• WORK TASK:
In the data below, find the line containing "Target: parking meter"; reproduce that line and all subsequent lines exactly, and nothing else.

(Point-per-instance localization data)
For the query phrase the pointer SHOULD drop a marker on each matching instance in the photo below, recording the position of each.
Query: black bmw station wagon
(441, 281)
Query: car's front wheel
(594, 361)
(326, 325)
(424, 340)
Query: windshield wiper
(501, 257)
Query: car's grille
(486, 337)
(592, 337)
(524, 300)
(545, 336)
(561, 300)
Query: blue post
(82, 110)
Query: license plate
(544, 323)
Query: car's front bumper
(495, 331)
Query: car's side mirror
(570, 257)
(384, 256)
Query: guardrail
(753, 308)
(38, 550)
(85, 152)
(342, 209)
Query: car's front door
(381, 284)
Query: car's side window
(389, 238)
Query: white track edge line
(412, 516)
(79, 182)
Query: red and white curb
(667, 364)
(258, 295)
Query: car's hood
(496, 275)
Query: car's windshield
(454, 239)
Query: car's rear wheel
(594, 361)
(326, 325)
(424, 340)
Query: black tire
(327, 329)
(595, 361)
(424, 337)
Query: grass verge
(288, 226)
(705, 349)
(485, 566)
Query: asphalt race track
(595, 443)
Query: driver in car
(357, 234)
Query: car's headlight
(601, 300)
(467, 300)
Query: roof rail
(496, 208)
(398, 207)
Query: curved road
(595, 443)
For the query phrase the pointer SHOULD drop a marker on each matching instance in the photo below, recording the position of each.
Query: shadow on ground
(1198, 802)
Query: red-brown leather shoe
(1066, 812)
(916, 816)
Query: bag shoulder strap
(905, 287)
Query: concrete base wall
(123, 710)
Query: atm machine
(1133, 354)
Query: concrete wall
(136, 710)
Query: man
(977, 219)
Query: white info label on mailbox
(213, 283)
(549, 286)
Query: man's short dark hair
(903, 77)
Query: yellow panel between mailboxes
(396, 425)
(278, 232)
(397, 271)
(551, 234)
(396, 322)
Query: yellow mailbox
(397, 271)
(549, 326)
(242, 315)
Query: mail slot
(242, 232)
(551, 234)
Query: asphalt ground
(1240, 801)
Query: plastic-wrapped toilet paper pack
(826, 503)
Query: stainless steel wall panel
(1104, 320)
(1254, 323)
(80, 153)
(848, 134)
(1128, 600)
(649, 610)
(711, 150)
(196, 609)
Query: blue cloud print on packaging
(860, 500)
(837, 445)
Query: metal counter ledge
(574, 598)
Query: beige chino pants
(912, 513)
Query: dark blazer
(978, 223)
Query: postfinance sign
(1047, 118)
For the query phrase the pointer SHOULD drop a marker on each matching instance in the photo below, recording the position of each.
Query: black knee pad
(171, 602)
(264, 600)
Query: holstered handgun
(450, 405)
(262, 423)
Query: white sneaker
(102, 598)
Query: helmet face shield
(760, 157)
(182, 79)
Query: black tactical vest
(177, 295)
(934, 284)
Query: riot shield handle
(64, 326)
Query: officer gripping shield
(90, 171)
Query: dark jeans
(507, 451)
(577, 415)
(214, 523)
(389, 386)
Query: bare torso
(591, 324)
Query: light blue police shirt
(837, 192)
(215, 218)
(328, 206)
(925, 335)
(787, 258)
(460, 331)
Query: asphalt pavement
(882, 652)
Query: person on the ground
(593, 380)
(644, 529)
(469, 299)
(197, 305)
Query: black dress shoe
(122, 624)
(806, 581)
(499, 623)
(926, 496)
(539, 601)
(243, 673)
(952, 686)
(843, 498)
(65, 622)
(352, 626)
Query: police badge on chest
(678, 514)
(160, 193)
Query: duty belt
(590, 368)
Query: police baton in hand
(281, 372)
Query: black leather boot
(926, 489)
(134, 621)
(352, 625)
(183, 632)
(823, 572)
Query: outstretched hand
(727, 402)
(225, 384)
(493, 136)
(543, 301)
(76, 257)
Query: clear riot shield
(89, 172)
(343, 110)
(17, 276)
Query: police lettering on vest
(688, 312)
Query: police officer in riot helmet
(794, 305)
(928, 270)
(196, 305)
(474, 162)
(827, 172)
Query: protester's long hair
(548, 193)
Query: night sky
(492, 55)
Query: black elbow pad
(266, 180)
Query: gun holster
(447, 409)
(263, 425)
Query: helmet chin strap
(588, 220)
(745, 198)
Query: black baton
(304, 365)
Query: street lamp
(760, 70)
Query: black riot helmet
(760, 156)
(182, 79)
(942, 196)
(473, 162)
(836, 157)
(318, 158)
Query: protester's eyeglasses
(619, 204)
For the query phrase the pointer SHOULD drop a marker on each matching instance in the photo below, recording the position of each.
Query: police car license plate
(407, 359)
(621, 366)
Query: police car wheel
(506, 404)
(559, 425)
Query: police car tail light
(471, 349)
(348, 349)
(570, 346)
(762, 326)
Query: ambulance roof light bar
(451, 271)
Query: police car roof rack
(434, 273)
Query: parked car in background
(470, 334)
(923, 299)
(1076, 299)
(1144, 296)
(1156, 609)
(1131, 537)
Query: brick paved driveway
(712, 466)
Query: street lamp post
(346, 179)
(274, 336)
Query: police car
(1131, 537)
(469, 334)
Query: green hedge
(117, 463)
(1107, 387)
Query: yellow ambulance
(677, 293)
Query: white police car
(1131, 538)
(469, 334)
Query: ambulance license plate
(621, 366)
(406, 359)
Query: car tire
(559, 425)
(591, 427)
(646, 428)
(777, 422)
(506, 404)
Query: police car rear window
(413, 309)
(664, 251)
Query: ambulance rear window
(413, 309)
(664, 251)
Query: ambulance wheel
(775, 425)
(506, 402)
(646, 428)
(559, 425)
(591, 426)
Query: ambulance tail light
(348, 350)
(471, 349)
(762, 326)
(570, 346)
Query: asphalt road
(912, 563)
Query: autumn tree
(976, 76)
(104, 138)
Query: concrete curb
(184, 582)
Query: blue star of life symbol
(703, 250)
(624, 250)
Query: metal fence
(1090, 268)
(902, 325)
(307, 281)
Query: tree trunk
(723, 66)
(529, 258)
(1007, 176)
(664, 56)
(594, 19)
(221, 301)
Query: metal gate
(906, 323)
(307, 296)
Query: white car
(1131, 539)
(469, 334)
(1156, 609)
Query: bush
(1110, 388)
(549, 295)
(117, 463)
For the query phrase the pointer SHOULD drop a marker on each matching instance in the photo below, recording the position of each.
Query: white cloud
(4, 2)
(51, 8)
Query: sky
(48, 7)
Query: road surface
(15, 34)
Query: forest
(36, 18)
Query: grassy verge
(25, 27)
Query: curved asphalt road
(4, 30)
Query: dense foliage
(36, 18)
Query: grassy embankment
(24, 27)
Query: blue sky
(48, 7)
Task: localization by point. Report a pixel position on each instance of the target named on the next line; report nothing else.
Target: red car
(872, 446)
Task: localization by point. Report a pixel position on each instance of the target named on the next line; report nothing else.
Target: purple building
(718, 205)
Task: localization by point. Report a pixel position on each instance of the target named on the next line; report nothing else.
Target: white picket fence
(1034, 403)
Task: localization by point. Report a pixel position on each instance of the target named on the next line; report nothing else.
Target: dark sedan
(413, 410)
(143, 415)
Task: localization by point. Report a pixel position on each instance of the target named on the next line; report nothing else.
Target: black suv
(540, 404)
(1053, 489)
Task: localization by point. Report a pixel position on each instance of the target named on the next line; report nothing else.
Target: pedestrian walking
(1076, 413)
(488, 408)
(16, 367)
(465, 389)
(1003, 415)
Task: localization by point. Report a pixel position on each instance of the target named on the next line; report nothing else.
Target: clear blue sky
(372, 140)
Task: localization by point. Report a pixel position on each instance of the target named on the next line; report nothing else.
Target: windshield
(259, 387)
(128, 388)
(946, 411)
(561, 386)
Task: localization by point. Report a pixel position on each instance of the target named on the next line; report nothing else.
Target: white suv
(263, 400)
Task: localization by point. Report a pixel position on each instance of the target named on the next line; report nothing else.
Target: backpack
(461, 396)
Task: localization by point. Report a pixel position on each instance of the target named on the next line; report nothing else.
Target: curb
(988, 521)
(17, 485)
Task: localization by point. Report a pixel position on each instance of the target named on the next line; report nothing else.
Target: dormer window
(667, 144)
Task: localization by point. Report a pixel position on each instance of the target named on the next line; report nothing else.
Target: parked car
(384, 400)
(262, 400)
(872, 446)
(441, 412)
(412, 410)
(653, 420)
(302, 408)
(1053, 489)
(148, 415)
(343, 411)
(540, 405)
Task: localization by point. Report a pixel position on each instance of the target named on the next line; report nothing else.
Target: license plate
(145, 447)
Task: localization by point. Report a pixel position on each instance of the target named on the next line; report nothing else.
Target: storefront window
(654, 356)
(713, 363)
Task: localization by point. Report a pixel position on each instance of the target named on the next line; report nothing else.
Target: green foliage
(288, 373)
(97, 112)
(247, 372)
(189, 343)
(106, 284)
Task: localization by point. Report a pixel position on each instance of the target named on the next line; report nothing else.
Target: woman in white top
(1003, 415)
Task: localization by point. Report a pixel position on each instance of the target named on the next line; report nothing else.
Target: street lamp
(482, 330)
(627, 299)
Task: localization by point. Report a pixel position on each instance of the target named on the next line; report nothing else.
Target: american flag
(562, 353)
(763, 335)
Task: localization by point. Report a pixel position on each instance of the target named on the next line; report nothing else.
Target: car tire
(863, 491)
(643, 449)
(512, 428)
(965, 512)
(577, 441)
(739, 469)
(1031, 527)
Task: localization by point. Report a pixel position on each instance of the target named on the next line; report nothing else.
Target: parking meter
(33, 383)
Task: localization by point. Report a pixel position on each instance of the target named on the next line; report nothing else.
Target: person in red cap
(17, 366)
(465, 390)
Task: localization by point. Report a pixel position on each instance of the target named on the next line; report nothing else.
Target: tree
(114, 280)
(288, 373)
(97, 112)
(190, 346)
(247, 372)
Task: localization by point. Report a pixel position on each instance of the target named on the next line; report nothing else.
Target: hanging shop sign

• RESULT FOR THIS EXERCISE:
Target: parking meter
(33, 383)
Task: localization by point. Report a pixel position on each instance of the target named on the next line; report nothing else.
Target: person in red cap
(17, 366)
(465, 390)
Task: localization by point. Report a pixel position on each instance of the target named on the next line; report nothing else.
Target: tree
(114, 280)
(288, 373)
(97, 112)
(190, 346)
(247, 372)
Task: localization by point. Report a pixel position on each instance of the target named on the next line; report nothing else.
Target: hanging shop sign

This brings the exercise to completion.